- _What the exercise asks_:
I would like each line of the data that holds the word "tight" copied out.

────────────────────

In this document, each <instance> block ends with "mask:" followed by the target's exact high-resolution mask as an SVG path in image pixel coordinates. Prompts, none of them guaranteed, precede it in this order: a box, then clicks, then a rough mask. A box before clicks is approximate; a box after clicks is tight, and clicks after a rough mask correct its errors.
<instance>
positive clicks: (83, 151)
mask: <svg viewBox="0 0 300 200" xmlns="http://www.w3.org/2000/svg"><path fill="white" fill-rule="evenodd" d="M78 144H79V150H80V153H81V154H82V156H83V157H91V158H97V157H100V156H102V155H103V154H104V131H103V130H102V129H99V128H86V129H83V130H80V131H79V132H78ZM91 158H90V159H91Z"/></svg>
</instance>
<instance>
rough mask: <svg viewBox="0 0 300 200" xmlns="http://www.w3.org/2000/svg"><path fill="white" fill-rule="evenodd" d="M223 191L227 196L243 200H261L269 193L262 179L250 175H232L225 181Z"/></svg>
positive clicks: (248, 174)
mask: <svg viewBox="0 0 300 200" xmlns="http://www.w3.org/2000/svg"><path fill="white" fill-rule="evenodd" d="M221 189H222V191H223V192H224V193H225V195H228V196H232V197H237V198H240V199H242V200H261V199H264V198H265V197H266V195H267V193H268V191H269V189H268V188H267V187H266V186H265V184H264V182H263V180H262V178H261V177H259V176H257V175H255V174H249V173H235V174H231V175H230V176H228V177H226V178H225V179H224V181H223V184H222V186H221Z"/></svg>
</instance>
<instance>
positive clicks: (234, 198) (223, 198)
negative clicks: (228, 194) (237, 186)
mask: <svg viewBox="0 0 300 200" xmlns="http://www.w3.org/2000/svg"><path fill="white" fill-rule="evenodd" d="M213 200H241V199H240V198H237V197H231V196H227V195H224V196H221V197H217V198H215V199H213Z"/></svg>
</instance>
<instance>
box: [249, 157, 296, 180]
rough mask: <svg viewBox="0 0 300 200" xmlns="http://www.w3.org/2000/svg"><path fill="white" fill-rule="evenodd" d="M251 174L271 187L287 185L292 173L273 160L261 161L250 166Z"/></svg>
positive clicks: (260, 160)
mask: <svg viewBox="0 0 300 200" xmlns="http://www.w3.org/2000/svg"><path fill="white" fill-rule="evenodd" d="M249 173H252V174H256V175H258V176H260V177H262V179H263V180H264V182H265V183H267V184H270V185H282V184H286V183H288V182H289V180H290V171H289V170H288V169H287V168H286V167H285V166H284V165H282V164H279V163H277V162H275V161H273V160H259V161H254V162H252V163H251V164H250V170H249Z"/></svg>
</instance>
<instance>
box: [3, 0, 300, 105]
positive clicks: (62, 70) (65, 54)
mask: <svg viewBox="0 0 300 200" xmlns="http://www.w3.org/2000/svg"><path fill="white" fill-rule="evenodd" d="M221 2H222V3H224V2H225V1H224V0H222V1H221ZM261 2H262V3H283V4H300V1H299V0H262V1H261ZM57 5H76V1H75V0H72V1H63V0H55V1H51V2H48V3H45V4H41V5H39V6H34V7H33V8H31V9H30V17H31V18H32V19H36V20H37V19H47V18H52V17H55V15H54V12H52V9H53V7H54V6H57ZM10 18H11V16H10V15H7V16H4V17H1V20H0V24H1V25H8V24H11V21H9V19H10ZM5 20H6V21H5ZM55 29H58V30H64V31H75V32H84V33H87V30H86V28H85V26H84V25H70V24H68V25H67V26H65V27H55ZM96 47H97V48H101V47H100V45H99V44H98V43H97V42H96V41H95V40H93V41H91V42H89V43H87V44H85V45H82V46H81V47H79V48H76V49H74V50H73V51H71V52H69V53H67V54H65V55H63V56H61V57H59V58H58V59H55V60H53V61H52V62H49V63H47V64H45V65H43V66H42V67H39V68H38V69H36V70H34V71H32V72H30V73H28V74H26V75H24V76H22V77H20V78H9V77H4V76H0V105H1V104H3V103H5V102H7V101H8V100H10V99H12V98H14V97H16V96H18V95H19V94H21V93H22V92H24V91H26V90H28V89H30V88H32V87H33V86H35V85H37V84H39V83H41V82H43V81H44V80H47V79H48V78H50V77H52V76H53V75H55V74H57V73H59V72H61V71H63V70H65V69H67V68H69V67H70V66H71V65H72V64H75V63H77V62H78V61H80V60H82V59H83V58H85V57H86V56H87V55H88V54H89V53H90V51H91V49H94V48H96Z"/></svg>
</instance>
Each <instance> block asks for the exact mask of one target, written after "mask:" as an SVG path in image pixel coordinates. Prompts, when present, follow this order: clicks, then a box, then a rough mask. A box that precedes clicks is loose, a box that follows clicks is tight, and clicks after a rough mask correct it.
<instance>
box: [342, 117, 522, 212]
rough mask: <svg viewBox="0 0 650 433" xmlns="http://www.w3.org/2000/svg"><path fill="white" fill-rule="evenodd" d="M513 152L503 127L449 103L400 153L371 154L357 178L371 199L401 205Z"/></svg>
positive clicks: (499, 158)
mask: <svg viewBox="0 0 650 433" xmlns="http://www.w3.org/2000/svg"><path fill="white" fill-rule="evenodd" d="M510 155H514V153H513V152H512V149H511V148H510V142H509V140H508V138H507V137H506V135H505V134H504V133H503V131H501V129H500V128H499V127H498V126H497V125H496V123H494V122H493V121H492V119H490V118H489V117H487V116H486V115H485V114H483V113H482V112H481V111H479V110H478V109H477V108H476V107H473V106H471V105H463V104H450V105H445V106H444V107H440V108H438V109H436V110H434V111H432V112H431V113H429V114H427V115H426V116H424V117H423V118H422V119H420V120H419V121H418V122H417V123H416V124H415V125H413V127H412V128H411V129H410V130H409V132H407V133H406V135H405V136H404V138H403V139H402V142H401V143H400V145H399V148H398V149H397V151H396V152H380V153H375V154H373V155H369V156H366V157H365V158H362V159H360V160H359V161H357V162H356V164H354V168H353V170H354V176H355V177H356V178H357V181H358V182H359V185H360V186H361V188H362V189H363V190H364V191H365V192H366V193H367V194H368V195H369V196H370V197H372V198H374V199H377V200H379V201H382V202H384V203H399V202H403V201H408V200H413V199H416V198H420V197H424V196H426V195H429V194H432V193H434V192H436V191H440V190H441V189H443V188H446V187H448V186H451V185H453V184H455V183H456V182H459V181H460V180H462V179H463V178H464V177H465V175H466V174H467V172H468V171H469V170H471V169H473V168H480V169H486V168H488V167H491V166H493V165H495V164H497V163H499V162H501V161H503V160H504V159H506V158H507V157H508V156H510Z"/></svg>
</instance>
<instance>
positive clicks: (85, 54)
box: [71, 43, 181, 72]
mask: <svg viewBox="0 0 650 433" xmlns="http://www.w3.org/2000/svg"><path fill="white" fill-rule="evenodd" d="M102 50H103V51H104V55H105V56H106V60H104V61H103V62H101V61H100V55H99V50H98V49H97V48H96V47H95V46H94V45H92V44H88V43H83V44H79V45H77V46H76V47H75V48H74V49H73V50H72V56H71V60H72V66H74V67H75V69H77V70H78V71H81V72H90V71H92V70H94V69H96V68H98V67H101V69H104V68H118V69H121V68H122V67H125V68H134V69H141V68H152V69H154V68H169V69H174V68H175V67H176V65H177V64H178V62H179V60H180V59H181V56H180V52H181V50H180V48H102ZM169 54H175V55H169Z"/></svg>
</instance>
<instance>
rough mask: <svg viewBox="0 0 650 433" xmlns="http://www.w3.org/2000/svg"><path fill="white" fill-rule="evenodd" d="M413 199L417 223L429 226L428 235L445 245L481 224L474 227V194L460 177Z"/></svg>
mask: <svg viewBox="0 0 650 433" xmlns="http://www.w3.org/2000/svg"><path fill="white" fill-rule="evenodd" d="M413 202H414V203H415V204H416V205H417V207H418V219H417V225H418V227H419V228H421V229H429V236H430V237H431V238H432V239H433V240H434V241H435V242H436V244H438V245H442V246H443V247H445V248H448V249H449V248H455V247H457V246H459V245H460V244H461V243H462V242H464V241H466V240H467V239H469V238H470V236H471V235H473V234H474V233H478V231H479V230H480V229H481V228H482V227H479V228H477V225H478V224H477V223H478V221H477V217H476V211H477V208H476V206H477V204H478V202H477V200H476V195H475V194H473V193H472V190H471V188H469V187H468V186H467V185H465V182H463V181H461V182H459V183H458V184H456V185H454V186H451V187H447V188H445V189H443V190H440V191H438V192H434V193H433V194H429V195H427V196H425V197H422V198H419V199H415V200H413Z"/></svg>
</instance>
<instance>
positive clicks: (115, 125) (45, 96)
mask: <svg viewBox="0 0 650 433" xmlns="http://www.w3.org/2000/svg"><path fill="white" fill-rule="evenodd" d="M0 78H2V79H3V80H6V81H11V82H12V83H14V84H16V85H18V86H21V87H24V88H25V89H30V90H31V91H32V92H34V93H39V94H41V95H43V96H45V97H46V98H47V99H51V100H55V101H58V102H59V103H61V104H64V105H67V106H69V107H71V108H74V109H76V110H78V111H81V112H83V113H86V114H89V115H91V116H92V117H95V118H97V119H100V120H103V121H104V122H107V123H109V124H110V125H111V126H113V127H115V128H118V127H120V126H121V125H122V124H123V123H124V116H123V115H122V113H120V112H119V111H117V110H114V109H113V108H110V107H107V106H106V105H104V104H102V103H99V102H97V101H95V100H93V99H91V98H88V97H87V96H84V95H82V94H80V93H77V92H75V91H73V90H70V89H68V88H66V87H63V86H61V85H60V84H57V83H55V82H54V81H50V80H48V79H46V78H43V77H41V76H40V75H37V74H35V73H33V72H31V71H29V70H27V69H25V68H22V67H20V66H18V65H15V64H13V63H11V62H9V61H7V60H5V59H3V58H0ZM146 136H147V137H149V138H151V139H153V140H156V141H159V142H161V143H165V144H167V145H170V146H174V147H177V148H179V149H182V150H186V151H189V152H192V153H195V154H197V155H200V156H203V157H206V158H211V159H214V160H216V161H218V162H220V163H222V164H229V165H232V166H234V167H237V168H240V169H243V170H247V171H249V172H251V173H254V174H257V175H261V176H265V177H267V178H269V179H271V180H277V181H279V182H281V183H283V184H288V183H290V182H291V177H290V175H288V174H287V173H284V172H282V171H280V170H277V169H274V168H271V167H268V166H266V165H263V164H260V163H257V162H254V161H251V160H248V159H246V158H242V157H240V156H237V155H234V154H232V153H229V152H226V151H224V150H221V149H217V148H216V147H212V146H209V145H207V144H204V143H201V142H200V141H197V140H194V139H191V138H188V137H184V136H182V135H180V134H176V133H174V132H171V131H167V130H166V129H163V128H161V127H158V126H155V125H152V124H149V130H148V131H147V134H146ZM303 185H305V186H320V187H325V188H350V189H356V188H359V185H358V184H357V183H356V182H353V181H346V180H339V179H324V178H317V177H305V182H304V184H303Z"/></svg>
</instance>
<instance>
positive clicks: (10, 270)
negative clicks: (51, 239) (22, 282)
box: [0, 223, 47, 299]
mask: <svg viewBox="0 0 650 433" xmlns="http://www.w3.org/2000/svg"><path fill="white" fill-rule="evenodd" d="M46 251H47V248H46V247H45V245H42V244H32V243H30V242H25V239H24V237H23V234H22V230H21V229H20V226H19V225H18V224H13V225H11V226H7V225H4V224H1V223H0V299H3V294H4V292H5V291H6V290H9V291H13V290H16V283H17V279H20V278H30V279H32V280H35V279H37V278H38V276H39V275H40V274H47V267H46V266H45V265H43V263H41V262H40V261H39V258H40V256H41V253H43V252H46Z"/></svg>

────────────────────

- _Answer space_:
In this document, each <instance> block ends with "mask:" followed by the target's exact high-resolution mask as an SVG path in image pixel coordinates. Prompts, none of them guaranteed, precede it in this order: a box, then clicks, then a rough mask. A box before clicks is approximate; a box after clicks is tight, and clicks after a rough mask correct its errors.
Each <instance> block asks for the exact mask of one target, written after "mask:" as an SVG path in image pixel coordinates. Prompts, when present, follow this order: clicks, then a box, then a rough mask. A box that precedes clicks is loose, a box that follows clicks is tight, and clicks after a rough mask correct it.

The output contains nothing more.